> [Provided records]:
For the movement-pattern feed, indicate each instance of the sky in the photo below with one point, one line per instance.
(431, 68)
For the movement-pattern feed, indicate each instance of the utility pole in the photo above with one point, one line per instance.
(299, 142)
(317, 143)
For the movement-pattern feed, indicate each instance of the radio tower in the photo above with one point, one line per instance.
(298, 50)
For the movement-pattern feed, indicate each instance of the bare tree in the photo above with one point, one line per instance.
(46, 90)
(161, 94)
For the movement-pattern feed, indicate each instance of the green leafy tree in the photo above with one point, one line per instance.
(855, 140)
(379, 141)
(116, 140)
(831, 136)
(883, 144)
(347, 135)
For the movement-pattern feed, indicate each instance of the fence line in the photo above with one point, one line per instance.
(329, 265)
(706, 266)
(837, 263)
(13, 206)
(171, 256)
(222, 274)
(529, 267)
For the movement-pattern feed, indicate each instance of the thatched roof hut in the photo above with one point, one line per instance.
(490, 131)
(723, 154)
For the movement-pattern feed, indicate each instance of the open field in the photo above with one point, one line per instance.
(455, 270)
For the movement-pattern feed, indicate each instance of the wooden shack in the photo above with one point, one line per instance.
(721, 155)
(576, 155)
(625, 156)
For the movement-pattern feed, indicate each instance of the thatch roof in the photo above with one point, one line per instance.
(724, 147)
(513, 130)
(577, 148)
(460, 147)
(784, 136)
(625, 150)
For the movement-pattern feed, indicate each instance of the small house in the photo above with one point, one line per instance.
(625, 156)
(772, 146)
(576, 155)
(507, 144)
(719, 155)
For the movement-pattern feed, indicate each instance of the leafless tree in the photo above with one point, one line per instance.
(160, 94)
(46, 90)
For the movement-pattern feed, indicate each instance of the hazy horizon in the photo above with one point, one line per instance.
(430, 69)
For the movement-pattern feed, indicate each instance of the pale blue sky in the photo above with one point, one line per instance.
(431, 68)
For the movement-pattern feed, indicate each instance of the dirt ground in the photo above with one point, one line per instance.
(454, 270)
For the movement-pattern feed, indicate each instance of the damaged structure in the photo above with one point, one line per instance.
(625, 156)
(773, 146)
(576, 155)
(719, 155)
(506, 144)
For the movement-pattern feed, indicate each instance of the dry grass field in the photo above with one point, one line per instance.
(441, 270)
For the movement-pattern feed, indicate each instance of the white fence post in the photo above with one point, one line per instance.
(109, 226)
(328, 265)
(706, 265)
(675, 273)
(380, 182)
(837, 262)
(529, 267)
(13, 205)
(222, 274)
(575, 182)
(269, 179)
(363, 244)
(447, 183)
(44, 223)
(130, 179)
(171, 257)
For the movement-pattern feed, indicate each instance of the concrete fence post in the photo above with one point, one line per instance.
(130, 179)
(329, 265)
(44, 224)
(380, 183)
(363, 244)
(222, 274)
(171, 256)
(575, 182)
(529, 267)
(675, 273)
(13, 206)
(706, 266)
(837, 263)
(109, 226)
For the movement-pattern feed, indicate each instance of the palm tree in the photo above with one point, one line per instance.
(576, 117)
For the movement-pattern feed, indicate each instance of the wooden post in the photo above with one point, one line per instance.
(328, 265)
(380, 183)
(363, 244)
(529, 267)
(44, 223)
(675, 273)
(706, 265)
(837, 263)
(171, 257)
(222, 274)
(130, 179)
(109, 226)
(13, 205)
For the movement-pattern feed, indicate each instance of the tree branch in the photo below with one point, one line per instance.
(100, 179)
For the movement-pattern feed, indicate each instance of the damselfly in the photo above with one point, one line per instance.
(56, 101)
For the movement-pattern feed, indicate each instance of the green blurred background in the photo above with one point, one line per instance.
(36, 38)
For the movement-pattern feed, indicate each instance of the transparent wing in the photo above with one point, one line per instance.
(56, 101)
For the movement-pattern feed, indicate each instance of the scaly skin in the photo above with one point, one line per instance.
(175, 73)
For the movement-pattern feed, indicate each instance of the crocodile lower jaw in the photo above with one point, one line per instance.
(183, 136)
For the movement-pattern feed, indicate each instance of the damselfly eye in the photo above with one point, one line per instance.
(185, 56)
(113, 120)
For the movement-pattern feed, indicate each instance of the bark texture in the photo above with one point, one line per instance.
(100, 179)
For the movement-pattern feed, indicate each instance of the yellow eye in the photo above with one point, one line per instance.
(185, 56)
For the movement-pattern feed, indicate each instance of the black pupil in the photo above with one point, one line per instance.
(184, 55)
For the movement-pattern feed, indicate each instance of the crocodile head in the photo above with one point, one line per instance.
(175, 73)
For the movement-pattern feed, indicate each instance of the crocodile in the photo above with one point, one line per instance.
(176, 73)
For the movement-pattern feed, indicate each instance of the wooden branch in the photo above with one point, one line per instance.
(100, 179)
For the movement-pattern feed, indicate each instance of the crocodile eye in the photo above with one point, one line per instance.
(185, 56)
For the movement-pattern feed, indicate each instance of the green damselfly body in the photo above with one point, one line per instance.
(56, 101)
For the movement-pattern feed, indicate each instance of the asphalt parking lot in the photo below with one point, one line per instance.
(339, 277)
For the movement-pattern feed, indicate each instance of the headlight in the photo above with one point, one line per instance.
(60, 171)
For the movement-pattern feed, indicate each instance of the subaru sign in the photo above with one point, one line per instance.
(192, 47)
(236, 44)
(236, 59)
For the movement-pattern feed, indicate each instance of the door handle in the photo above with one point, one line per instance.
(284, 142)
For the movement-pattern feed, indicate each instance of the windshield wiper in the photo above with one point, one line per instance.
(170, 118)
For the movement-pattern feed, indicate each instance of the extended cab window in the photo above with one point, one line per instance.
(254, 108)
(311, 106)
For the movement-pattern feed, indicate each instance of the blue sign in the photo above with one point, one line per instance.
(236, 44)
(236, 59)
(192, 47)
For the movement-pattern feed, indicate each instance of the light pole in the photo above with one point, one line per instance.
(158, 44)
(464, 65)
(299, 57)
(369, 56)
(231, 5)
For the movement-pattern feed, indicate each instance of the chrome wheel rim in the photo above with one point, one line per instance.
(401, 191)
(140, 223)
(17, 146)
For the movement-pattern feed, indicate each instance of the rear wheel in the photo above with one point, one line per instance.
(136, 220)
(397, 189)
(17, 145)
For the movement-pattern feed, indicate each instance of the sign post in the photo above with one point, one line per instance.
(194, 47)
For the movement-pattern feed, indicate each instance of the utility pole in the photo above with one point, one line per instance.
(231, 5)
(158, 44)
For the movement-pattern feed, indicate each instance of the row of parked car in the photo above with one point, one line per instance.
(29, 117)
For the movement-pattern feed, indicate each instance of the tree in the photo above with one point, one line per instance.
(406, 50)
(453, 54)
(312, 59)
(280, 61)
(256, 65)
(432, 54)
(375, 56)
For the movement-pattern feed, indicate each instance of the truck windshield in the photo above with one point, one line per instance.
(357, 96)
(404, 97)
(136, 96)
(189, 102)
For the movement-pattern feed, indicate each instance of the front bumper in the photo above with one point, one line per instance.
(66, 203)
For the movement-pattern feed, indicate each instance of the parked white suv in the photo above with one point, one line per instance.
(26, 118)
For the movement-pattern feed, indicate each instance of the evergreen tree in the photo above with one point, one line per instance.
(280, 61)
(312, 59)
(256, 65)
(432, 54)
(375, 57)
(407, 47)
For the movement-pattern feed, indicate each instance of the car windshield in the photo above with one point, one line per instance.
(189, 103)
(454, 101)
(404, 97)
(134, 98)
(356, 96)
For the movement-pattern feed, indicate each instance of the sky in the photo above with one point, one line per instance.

> [To do]:
Please write out every row above word for word, in the same order.

> [Problem solution]:
For the movement-pattern feed, indicate each instance of the sky in the photo below with one point, one line per instance.
(431, 68)
For the movement-pattern feed, indicate each instance of the utility pole in the photo above with one point, one line per instance.
(299, 142)
(317, 143)
For the movement-pattern feed, indicate each instance of the radio tower in the photo above with one point, one line per instance.
(298, 50)
For the movement-pattern feed, indicate each instance of the bare tree in the photo above with one point, one line per instance.
(46, 90)
(161, 94)
For the movement-pattern feed, indicate each instance of the green leafy tree in the photo above with one point, one line per instance.
(855, 140)
(379, 141)
(116, 140)
(831, 136)
(883, 144)
(347, 135)
For the movement-pattern feed, indicate each instance of the fence line in the photo above with one point, one line per instance.
(329, 265)
(706, 266)
(837, 263)
(13, 206)
(171, 256)
(222, 274)
(529, 267)
For the movement-pattern feed, indicate each instance of the thatched roof hut in the photo above with one point, one line per instance.
(490, 131)
(723, 154)
For the movement-pattern feed, indicate each instance of the open field in the photo above with one point, one line per instance.
(455, 270)
For the movement-pattern feed, indicate each instance of the wooden shack in the photo above with one point, one line per instance.
(721, 155)
(576, 155)
(625, 156)
For the movement-pattern feed, indicate each instance of the thatch roof in the photo above with one point, one line per instance.
(724, 147)
(513, 130)
(577, 148)
(460, 147)
(784, 136)
(625, 150)
For the movement-pattern feed, indicate each instance of the small house in the photo above with one point, one line per instance.
(625, 156)
(772, 146)
(576, 155)
(507, 144)
(719, 155)
For the movement-pattern feed, indicate each instance of the leafless tree in the photo above with one point, one line per instance.
(160, 94)
(46, 90)
For the movement-pattern feed, indicate each instance of the hazy horizon in the photo above with one point, one line per instance.
(430, 69)
For the movement-pattern feed, indicate each instance of the pale blue sky in the photo above with one point, one line per instance.
(431, 68)
For the movement-pattern feed, indicate each instance of the dirt ground in the photo above with one point, one line per instance.
(454, 270)
For the movement-pattern feed, indicate each instance of the damaged structure in the photo above with one point, one line per instance.
(625, 156)
(773, 146)
(576, 155)
(719, 155)
(506, 144)
For the movement-pattern feed, indicate each instance of the dry grass field in the photo above with one point, one line per instance.
(441, 270)
For the movement-pattern feed, indicate each instance of the white fence post in the photo above with one point, one line per instance.
(109, 226)
(328, 265)
(706, 265)
(675, 273)
(380, 182)
(837, 262)
(529, 267)
(13, 205)
(222, 274)
(575, 182)
(269, 179)
(363, 244)
(447, 183)
(44, 223)
(130, 179)
(171, 257)
For the movement-pattern feed, indicate each instance of the concrete fence post in the photo above with one point, one line per instance.
(130, 179)
(329, 265)
(44, 224)
(380, 183)
(363, 244)
(222, 274)
(171, 256)
(575, 182)
(529, 267)
(675, 273)
(13, 206)
(706, 266)
(837, 263)
(109, 226)
For the movement-pattern feed, indicate each instance of the palm tree in the photo above with one point, one line per instance.
(576, 117)
For the movement-pattern feed, indicate each instance of the wooden post in the photo above with one point, one line per instance.
(328, 265)
(380, 183)
(363, 244)
(529, 267)
(44, 223)
(675, 273)
(706, 265)
(837, 263)
(171, 257)
(222, 274)
(130, 179)
(109, 226)
(13, 205)
For the movement-pattern feed, indicate each instance of the tree branch in the photo below with one point, one line per instance.
(100, 179)
For the movement-pattern feed, indicate each instance of the damselfly in the photo above with one point, one line per instance.
(56, 101)
For the movement-pattern feed, indicate each instance of the green blurred background in the photo above with one point, one line per instance.
(36, 38)
For the movement-pattern feed, indicate each instance of the transparent wing in the photo above with one point, one line per instance.
(56, 101)
For the movement-pattern feed, indicate each instance of the scaly skin in the photo above with one point, one line per instance.
(175, 73)
For the movement-pattern feed, indicate each instance of the crocodile lower jaw in the photo above with one point, one line per instance.
(183, 136)
For the movement-pattern feed, indicate each instance of the damselfly eye in the photo above with one point, one line per instance.
(185, 56)
(113, 120)
For the movement-pattern feed, indicate each instance of the bark texture in the photo above with one point, one line per instance.
(100, 179)
For the movement-pattern feed, indicate each instance of the yellow eye in the photo above with one point, one line per instance.
(185, 56)
For the movement-pattern feed, indicate each instance of the black pupil in the photo above with one point, one line per instance.
(184, 55)
For the movement-pattern feed, indicate each instance of the crocodile head in the photo above with one point, one line per instance.
(175, 73)
For the movement-pattern feed, indicate each instance of the crocodile in the photo above with one point, one line per instance.
(176, 73)
For the movement-pattern feed, indicate each instance of the wooden branch in the photo above with one point, one line per instance.
(100, 179)
For the movement-pattern feed, indicate each instance of the crocodile eye in the photo above with one point, one line per instance.
(185, 56)
For the movement-pattern feed, indicate each instance of the green damselfly body in the photo above with one point, one line per instance.
(56, 101)
For the movement-pattern feed, indicate each instance of the asphalt parking lot in the photo below with one point, one line per instance.
(339, 277)
For the movement-pattern feed, indicate each instance of the headlight in the photo above with one point, one line per instance.
(60, 171)
For the movement-pattern feed, indicate each instance of the subaru sign in the photo above with one point, one line per instance.
(192, 47)
(236, 44)
(236, 59)
For the movement-pattern feed, indicate each instance of the door handle in the photo above with one point, one line per instance.
(284, 142)
For the movement-pattern feed, indicate each instance of the windshield wiper in the photo above with one point, one line per instance.
(170, 118)
For the movement-pattern feed, indicate each instance of the extended cab window in the photo above with one point, one line per instance.
(254, 108)
(311, 106)
For the movement-pattern feed, indicate each instance of the blue sign in the photo above with one point, one line per instance.
(236, 44)
(236, 59)
(192, 47)
For the movement-pattern feed, indicate each instance of the light pole in the photo above with one point, one line per instance.
(158, 44)
(464, 65)
(299, 57)
(369, 56)
(231, 5)
For the movement-pattern feed, indicate each instance of the chrome wheel rim in the photo above with one point, one line per instance.
(401, 191)
(140, 223)
(17, 146)
For the movement-pattern feed, indicate each instance of the rear wheel in the photo above with one point, one line per instance.
(136, 220)
(397, 189)
(17, 145)
For the movement-pattern feed, indicate each instance of the sign post in the photo above with one point, one line per instance.
(194, 47)
For the movement-pattern feed, indicate each instance of the utility pole in the photo above with one point, one line per instance.
(231, 5)
(158, 44)
For the movement-pattern feed, indicate each instance of the row of parked car in the photo above with one point, one line per instance.
(29, 117)
For the movement-pattern feed, indicate each instance of the tree in the photo above with one point, one line per instance.
(406, 50)
(453, 54)
(312, 59)
(280, 61)
(256, 65)
(432, 54)
(375, 56)
For the movement-pattern feed, indicate each instance of the truck windshield in the photo above with one point, one line per instance.
(357, 96)
(404, 97)
(136, 96)
(189, 102)
For the movement-pattern feed, indicate each instance of the front bumper in the photo above with one point, one line per instance.
(66, 203)
For the movement-pattern feed, indicate each instance of the parked white suv in the photo above with one point, one line per instance.
(26, 118)
For the movement-pattern feed, indicate each instance of the evergreen tree in the photo above with one point, one line per instance.
(280, 61)
(312, 59)
(256, 65)
(432, 54)
(375, 57)
(407, 47)
For the movement-pattern feed, indicate each instance of the car windshield in the photo above with one point, one line per instance.
(189, 103)
(454, 101)
(404, 97)
(134, 98)
(356, 96)
For the movement-pattern feed, indicate each instance of the sky in the photo above with one point, one line per instance.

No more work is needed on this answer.